» **Text**
# # # # # # #
Question

Establish the formula $\frac{1}{f}=\frac{1}{u}+\frac{1}{v}$ for a concave mirror, where symbols have their usual meanings.

Answer 1

in the above ray diagram (ray diagram for concave mirror forming real image) we can see two triangles $\Delta A^{\prime }{B}^{\prime }F$ and $\Delta MPF$ are similar triangles (for paraxial rays, MN can be considered as straight line and perpendicular to the line FP). Because $\angle A^{\prime }{B}^{\prime }F=\angle MPF$ (right angles )

and $\angle B^{\prime }F{A}^{\prime }=\angle PFM$ (opposite angles)

so if two angles are equal then third angle will also be equal.

hence both triangles are similar.

therefore, $\frac{B^{\prime }{A}^{\prime }}{PM}=\frac{B^{\prime }F}{FP}$

$\frac{B^{\prime }{A}^{\prime }}{BA}=\frac{B^{\prime }F}{FP}$ because as we all know $MP=AB$

similarly since $\angle APB=\angle A^{\prime }P{B}^{\prime }$ then right angle triangles $\Delta A^{\prime }{B}^{\prime }P$ and $\Delta ABP$ are also similar.

therefore, $\frac{B^{\prime }{A}^{\prime }}{BA}=\frac{B^{\prime }P}{BP}$

by comparing both the above equations we can say that $\frac{B^{\prime }F}{FP}=\frac{B^{\prime }P}{BP}=\frac{B^{\prime }P-FP}{FP}$

now applying sign convention (light travels from left to right so that direction taken as positive ) on all the distances involved we get $B^{\prime }P=-v$, $FP=-f$, $BP=-u$

Hence we get, $\frac{-v+f}{-f}=\frac{-v}{-u}$ or $\frac{v-f}{f}=\frac{v}{u}$

or $\frac{1}{v}+\frac{1}{u}=\frac{1}{f}$

hence proved.
# # # # # # #
» **Excerpted records**

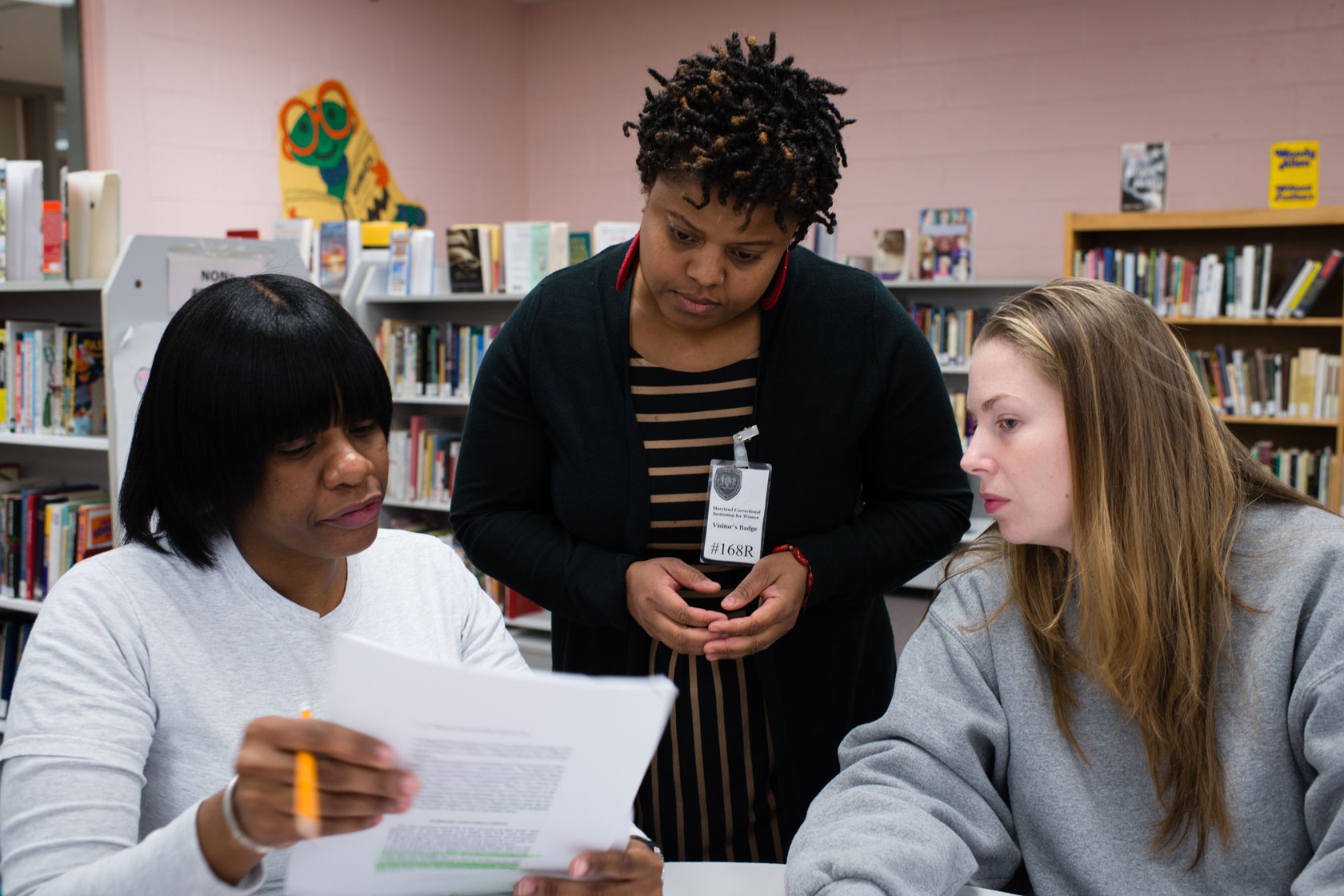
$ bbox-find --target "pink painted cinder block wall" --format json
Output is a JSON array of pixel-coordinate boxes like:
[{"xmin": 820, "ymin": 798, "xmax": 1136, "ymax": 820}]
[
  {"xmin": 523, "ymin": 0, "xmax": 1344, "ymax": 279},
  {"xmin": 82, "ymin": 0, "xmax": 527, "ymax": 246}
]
# # # # # # #
» **Stated exercise 1**
From the mirror-formula derivation, list each distance that the sign convention assigns a signed value, together with that value.
» **Stated exercise 2**
Rewrite the stretch of the mirror-formula derivation from "hence both triangles" through "are also similar.", replacing "therefore" with "thus".
The records have no role in any of this.

» **Right answer 1**
B′P = −v
FP = −f
BP = −u

» **Right answer 2**
hence both triangles are similar.

thus, $\frac{B^{\prime }{A}^{\prime }}{PM}=\frac{B^{\prime }F}{FP}$

$\frac{B^{\prime }{A}^{\prime }}{BA}=\frac{B^{\prime }F}{FP}$ because as we all know $MP=AB$

similarly since $\angle APB=\angle A^{\prime }P{B}^{\prime }$ then right angle triangles $\Delta A^{\prime }{B}^{\prime }P$ and $\Delta ABP$ are also similar.